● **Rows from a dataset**
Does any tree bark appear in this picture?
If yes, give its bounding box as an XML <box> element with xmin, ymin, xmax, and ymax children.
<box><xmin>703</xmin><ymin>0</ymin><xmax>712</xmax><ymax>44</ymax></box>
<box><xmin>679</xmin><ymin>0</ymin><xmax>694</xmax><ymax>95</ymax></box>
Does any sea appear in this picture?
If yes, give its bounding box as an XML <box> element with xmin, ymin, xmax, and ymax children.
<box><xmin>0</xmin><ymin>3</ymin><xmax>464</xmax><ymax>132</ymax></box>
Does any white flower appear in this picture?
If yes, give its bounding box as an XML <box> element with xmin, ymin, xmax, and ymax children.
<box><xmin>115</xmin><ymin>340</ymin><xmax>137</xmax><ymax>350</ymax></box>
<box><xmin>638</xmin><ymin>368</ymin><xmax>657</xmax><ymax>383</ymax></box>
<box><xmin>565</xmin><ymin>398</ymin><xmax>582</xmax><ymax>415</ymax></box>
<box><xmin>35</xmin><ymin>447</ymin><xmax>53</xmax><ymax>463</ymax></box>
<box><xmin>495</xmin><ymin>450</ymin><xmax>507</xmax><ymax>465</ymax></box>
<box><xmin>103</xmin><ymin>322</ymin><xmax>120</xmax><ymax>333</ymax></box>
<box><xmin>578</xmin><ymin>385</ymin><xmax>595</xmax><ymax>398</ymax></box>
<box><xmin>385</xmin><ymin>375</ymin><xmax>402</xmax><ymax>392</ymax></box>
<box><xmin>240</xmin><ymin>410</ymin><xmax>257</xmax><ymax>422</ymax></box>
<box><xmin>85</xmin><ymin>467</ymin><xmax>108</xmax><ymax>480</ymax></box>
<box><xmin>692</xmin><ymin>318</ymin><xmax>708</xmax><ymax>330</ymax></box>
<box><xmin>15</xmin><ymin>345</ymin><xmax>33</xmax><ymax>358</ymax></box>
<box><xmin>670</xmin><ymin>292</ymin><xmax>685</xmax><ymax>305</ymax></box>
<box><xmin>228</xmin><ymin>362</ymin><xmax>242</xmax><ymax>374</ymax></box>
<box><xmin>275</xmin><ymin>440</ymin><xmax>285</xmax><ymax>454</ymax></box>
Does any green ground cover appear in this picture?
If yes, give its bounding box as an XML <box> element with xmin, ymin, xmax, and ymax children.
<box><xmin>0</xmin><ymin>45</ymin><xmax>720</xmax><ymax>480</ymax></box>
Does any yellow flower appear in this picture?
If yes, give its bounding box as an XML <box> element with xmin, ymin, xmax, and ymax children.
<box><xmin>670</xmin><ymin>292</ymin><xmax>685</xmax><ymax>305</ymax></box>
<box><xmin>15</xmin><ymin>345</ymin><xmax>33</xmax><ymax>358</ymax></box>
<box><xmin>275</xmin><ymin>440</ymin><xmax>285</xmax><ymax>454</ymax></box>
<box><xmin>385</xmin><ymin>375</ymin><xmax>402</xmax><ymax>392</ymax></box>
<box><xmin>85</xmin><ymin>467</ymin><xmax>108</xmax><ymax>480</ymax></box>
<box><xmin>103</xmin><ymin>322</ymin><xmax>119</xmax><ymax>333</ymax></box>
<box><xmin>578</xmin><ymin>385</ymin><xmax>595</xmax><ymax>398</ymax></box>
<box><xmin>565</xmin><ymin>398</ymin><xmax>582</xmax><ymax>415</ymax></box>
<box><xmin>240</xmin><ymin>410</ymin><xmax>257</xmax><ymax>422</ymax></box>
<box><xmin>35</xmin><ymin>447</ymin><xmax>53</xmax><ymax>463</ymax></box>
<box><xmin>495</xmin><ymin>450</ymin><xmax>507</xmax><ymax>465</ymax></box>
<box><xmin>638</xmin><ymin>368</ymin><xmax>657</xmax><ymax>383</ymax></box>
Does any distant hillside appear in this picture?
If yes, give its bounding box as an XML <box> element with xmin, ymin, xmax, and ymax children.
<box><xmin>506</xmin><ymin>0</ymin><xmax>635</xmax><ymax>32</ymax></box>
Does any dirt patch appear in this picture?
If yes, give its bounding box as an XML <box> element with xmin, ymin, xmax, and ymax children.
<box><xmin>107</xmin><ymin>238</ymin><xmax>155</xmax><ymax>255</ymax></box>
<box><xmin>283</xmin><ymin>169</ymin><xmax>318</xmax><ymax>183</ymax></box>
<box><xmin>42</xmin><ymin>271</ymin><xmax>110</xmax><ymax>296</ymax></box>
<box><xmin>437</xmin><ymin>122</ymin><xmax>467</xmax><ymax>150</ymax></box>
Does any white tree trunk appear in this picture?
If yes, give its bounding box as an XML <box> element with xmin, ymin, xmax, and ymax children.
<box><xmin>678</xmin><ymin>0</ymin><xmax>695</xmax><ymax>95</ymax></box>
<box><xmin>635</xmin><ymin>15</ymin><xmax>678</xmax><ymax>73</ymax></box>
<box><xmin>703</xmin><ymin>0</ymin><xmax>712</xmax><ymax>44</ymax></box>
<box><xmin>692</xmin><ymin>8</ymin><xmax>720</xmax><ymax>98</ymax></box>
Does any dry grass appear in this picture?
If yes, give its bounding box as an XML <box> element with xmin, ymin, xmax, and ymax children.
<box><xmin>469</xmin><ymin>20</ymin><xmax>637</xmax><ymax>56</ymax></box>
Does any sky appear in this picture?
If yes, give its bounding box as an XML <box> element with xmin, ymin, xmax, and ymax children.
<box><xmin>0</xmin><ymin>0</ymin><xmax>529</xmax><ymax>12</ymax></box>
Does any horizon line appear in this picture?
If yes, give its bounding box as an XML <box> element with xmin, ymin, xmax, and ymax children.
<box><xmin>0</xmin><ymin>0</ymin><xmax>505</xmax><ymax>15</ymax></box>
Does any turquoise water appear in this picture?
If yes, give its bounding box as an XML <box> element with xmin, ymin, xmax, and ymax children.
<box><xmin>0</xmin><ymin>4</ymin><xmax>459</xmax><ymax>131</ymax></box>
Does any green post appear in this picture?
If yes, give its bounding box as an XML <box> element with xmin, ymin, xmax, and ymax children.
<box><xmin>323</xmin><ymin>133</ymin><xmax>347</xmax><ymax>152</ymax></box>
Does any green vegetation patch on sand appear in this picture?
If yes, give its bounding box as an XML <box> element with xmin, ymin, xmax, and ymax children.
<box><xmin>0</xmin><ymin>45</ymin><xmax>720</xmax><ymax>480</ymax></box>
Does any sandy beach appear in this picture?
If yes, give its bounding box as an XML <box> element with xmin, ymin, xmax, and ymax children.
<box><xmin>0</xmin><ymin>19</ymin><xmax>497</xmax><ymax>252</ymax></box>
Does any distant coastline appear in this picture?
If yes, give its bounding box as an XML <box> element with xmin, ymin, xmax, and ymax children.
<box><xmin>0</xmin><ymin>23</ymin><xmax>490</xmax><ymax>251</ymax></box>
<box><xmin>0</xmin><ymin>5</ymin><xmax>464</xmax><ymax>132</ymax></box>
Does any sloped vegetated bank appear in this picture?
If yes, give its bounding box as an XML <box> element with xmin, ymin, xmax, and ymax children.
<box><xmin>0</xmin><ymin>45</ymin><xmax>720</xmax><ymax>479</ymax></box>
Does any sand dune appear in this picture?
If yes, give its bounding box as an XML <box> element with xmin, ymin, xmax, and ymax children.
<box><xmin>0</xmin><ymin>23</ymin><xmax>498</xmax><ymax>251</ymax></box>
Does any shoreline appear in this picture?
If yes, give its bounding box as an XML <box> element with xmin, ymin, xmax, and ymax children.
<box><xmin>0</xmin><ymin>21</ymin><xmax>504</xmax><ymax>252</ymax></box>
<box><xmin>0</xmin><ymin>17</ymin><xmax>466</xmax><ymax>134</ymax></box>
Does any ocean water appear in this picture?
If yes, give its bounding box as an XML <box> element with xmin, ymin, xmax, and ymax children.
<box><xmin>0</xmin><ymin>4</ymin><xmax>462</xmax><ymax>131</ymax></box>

---

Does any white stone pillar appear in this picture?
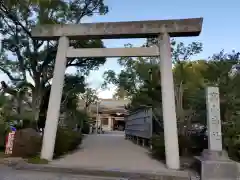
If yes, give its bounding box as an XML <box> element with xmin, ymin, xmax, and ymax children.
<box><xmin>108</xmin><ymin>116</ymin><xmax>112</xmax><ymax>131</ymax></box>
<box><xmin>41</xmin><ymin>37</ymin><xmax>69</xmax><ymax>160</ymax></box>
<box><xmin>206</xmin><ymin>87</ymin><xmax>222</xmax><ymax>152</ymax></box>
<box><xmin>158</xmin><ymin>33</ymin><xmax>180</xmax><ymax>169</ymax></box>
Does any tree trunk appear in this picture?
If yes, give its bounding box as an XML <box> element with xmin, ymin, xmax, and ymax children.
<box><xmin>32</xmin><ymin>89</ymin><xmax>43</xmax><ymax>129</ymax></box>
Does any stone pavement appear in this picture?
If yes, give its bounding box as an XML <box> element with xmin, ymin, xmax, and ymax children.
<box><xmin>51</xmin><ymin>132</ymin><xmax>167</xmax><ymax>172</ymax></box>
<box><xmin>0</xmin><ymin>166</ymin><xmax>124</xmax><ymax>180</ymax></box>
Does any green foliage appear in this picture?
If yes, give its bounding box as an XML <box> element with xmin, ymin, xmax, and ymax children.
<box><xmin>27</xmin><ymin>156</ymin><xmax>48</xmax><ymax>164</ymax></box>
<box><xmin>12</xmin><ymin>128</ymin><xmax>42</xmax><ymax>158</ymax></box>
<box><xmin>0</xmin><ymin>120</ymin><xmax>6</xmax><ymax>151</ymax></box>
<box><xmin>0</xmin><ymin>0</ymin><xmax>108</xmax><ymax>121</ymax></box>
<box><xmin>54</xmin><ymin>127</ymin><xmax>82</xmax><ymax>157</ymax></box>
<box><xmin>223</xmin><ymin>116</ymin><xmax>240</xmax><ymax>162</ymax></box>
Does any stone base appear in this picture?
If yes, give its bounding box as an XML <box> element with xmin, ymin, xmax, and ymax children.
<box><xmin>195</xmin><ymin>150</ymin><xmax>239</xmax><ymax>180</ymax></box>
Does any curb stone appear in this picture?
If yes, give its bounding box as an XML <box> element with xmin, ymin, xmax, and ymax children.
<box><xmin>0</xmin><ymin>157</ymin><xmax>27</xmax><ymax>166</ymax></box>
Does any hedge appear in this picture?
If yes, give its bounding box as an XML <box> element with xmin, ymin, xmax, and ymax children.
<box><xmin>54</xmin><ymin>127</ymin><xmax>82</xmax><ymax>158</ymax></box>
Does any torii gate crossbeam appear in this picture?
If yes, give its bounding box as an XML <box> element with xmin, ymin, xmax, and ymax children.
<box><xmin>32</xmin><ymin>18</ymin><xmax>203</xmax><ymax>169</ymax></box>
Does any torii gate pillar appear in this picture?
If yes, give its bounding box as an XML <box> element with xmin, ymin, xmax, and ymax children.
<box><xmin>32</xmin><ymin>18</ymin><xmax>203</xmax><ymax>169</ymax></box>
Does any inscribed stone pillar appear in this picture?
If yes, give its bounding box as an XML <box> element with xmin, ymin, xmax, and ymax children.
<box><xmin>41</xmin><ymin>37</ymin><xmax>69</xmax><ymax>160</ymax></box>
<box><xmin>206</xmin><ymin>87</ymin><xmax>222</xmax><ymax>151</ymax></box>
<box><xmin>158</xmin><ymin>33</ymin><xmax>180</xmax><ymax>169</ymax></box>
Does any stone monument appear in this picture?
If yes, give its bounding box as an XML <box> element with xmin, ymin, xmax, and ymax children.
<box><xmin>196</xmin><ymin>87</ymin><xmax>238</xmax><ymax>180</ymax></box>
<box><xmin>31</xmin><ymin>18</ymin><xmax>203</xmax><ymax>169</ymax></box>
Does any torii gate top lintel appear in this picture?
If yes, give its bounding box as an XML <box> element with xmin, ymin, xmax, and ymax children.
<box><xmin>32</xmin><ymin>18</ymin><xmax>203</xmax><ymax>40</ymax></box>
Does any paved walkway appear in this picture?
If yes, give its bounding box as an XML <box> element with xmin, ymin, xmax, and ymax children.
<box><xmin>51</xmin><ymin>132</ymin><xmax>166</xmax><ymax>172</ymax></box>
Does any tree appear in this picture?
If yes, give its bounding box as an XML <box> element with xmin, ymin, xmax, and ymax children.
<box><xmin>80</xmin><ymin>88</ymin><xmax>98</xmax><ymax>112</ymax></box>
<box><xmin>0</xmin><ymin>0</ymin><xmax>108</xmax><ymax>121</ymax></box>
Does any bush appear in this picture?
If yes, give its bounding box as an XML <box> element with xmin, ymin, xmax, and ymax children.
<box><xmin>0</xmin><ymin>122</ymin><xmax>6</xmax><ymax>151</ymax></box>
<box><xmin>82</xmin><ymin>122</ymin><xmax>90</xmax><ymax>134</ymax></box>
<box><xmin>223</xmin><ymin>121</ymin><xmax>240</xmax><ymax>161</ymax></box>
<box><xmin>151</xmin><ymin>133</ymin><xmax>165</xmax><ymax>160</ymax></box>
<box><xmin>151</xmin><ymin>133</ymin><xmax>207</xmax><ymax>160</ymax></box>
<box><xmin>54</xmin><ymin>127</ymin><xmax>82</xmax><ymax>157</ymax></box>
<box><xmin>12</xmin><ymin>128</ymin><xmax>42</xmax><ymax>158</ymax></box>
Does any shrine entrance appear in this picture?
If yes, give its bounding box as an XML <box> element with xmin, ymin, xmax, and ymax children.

● **TASK DETAILS**
Find every line in the entries above that contains the word "stone" and copy each one out. Case counts.

● **TASK ANSWER**
Does any white stone pillar appear in this picture?
Does any stone pavement appear in this picture?
Does any stone base appear in this picture?
Does any curb stone appear in this picture?
Does any inscribed stone pillar appear in this picture?
Does any stone monument appear in this picture?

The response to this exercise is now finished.